Reproduce the items from the line holding "--target man's ear" through the end of the items, both included, updating "sample of the format" to "format illustration" and leaving everything else untouched.
-------
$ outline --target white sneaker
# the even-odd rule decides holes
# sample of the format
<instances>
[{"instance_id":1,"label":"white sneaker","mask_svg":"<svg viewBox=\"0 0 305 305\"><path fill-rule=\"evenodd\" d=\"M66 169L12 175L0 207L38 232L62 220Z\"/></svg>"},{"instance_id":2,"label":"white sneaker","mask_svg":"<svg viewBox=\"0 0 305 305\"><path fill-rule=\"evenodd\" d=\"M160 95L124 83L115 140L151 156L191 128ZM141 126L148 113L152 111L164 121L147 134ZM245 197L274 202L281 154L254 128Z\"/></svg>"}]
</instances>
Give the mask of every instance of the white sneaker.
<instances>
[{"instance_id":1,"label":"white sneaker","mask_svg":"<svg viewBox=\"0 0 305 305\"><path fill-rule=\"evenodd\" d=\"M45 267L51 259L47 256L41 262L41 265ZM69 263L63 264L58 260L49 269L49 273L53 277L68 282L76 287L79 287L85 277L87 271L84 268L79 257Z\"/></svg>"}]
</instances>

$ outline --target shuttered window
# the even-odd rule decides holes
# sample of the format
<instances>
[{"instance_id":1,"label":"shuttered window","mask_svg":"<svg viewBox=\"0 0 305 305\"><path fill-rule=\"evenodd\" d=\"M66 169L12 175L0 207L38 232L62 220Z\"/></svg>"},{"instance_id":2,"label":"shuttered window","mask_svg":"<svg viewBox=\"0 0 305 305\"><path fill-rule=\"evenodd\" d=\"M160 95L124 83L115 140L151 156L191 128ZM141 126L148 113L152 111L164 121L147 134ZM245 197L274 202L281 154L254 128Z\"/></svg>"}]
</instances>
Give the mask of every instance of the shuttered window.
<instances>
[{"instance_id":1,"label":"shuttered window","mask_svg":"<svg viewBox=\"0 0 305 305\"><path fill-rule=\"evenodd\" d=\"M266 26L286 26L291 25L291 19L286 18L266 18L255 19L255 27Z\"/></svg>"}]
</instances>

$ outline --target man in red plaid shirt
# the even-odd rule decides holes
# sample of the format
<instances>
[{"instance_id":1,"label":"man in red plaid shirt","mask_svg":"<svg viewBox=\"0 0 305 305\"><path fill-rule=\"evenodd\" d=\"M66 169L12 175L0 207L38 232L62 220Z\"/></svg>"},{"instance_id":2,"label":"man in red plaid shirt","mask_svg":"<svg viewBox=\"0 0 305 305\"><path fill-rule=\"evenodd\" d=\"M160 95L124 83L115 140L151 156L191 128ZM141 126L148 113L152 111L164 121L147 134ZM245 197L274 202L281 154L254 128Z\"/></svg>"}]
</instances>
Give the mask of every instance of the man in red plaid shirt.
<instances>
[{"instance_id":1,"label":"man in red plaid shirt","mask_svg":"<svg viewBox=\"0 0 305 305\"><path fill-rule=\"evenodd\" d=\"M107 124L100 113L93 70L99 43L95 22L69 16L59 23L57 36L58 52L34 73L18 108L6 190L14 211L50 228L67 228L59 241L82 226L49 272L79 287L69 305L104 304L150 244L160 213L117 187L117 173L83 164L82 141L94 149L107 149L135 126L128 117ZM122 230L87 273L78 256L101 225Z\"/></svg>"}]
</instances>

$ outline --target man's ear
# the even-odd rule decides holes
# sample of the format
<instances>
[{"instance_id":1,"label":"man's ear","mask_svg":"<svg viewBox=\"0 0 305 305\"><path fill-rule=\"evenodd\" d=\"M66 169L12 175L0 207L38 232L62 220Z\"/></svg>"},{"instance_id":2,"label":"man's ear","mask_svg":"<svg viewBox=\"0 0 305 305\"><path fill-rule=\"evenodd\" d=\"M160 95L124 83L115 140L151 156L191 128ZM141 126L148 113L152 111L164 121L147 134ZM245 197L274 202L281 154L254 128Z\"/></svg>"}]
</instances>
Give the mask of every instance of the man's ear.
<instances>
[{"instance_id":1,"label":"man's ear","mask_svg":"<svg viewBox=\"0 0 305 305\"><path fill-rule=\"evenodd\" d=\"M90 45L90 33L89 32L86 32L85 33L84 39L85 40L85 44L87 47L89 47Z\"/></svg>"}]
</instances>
-------
PROBLEM SOLUTION:
$ outline --target man's ear
# the even-odd rule decides holes
# format illustration
<instances>
[{"instance_id":1,"label":"man's ear","mask_svg":"<svg viewBox=\"0 0 305 305\"><path fill-rule=\"evenodd\" d=\"M66 169L12 175L0 207L38 232L62 220Z\"/></svg>"},{"instance_id":2,"label":"man's ear","mask_svg":"<svg viewBox=\"0 0 305 305\"><path fill-rule=\"evenodd\" d=\"M160 95L124 83L115 140L151 156L191 128ZM141 126L148 113L152 111L164 121L147 134ZM245 197L274 202L281 154L254 128Z\"/></svg>"}]
</instances>
Give the mask of every instance of the man's ear.
<instances>
[{"instance_id":1,"label":"man's ear","mask_svg":"<svg viewBox=\"0 0 305 305\"><path fill-rule=\"evenodd\" d=\"M90 45L90 33L89 32L86 32L85 33L84 39L85 40L85 44L87 47L89 47Z\"/></svg>"}]
</instances>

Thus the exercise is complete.